## [Tasks for this exercise]
1. From the entries, reproduce the lines word for word, beginning at the line that has "Locate the brick" and stopping after the line that has "[(913, 489)]".
2. Pick up the piece on why to keep a journal and keep writing from the point where it stops.

## [Given passage]
━━━━━━
Why Keep a Journal
“I have no time for that. I have too much to do already.”
“My life is humdrum. There’s nothing to write about.”
“I’ve never been good at writing.”
Okay, you’ve told me why you can’t keep a journal. I’m going to tell you why you can and you should.
The people who are rushing around non-stop are the very people who need at least a few moments to regroup—even better if they take the time to reflect while they regroup. Sitting down with a journal is the time for you to be alone with yourself, away from the “sturm und drang” of everyday life and the myriad demands that come your way. Surely, you can grab 15 minutes out of your day.
Your life is boring? So write about how boring it is. How boring work is. How boring your home life is. Write about the boring things your family, friends, and coworkers do and say. I hate to ruin the surprise, but you’re going to find that your life isn’t boring after all. And I can almost guarantee that you’ll start laughing at some point along the way.
━━━━━━
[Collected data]
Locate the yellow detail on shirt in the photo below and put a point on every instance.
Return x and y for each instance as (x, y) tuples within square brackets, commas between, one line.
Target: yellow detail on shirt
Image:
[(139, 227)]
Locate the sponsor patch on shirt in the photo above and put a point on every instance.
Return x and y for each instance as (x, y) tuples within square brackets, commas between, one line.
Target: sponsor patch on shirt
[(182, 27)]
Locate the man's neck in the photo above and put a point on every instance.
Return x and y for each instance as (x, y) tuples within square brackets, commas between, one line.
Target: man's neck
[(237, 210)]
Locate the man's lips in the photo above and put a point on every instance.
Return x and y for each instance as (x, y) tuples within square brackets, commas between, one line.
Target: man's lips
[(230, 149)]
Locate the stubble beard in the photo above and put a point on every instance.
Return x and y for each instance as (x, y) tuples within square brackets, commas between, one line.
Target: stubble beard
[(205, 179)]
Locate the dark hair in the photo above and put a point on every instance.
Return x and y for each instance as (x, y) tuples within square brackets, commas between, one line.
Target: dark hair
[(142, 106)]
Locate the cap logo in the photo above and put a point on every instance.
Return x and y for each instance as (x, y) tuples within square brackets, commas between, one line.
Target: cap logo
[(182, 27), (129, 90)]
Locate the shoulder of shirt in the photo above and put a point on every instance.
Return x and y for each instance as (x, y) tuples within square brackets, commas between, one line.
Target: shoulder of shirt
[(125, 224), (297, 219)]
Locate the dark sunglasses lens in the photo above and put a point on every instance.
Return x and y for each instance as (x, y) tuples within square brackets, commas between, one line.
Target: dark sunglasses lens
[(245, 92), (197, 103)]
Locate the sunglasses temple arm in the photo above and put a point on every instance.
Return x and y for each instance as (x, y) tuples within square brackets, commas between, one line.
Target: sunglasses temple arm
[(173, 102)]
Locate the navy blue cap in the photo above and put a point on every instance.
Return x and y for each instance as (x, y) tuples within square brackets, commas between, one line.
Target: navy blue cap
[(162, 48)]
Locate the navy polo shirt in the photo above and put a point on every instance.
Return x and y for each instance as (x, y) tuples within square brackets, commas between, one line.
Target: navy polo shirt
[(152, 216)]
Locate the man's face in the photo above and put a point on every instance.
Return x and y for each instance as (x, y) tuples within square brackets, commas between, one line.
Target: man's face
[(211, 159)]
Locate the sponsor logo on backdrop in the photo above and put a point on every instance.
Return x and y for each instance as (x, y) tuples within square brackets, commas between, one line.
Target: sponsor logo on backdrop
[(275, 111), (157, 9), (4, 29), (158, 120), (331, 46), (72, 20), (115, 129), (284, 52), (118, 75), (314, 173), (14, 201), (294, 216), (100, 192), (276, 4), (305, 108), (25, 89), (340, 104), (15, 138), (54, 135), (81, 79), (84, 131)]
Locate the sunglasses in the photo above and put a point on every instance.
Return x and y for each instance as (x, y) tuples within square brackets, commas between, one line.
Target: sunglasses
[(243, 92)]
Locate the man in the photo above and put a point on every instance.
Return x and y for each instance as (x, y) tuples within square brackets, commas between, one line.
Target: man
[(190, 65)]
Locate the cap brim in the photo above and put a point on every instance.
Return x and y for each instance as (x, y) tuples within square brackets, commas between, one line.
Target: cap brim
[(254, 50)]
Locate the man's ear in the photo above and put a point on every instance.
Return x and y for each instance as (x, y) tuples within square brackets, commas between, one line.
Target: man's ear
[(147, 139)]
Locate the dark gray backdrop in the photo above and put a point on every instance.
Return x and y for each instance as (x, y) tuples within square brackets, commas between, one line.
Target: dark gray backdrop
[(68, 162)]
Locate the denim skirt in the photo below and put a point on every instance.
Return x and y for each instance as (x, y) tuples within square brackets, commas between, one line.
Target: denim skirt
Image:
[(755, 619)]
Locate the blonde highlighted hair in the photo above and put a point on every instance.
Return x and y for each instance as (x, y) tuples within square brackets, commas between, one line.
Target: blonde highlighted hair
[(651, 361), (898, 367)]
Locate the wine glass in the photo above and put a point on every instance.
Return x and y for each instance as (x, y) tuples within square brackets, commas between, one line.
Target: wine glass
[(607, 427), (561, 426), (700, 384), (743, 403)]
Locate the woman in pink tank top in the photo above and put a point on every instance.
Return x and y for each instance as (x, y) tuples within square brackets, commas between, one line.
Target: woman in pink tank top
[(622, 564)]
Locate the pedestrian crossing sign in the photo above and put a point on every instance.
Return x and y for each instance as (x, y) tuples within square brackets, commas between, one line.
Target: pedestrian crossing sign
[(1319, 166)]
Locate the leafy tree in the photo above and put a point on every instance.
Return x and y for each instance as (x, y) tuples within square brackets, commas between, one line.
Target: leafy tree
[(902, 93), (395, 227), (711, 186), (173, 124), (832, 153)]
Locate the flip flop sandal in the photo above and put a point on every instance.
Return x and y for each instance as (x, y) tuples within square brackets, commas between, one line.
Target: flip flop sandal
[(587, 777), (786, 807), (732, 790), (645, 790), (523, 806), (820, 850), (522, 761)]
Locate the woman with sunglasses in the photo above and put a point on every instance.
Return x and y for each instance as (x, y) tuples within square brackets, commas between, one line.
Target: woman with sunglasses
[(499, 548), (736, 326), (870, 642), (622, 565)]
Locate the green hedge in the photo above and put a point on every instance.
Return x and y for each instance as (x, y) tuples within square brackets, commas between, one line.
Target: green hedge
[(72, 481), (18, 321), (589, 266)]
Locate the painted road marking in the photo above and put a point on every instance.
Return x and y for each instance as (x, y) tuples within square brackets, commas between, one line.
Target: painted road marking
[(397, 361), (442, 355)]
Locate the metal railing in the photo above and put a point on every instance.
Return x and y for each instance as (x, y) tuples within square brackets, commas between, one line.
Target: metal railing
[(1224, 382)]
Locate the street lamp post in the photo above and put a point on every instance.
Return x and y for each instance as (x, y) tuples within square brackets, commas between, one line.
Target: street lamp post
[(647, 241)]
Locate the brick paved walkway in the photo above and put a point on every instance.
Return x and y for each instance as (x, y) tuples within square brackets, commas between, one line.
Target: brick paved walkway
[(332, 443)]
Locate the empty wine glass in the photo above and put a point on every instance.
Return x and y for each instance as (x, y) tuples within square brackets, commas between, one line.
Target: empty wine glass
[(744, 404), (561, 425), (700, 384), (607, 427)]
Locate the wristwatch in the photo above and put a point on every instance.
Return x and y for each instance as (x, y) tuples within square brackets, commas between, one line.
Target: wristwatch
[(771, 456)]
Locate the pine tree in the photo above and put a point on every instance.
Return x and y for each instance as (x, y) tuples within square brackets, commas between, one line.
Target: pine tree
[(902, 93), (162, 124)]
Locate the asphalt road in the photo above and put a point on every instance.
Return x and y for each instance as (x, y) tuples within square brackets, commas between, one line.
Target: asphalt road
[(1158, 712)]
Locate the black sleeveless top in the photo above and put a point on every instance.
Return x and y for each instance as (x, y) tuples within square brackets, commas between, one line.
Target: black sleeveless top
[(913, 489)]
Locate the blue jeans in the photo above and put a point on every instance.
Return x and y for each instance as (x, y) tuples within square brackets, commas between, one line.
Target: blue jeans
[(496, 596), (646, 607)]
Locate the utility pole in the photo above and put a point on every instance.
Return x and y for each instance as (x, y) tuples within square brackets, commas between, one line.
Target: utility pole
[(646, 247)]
━━━━━━
## [Results in order]
1.
Locate the brick paved walkway in the photo above and put a point on every instance.
Return x and y for each instance as (x, y) tuples within square brackets, commas between, one line.
Target: brick paved walkway
[(332, 443)]
Locate the empty wine glass in the photo above and put a point on every instance.
Return x and y for each instance as (x, y) tuples within square brackets, commas between, one line.
Target: empty wine glass
[(744, 404), (561, 425), (700, 384), (607, 427)]
Locate the wristwatch in the photo above and put a point on every instance.
Return x and y for each instance as (x, y) tuples within square brackets, commas between, one line.
Target: wristwatch
[(771, 456)]
Locate the pine tree in the photo above and put a point on every instance.
Return x and y for each instance as (x, y) tuples within square brackets, commas between, one line.
Target: pine tree
[(902, 93), (162, 124)]
Locate the asphalt road in the photo above and put a point on every instance.
Return x and y for each instance as (x, y) tuples within square brackets, commas between, one line.
Target: asphalt road
[(1158, 712)]
Locate the black sleeveless top in the photo above and put a point on every instance.
Return x and y for each instance as (x, y) tuples within square brackets, commas between, one line.
Target: black sleeveless top
[(913, 489)]

2.
Now here’s the really great news: You don’t have to write well. You can break every grammatical rule in the book. You can put commas all over the place or none at all. And, get this, you don’t even have to know how to spell! Miss Hatchet, that elementary school English teacher, is never going to see it. Your journal doesn’t even care if your handwriting is illegible! Your journal loves you unconditionally.
That’s how to approach your journal—as though it’s a dear friend who never judges, who rejoices in your successes, weeps for your sorrow, and guards your deepest, darkest secrets.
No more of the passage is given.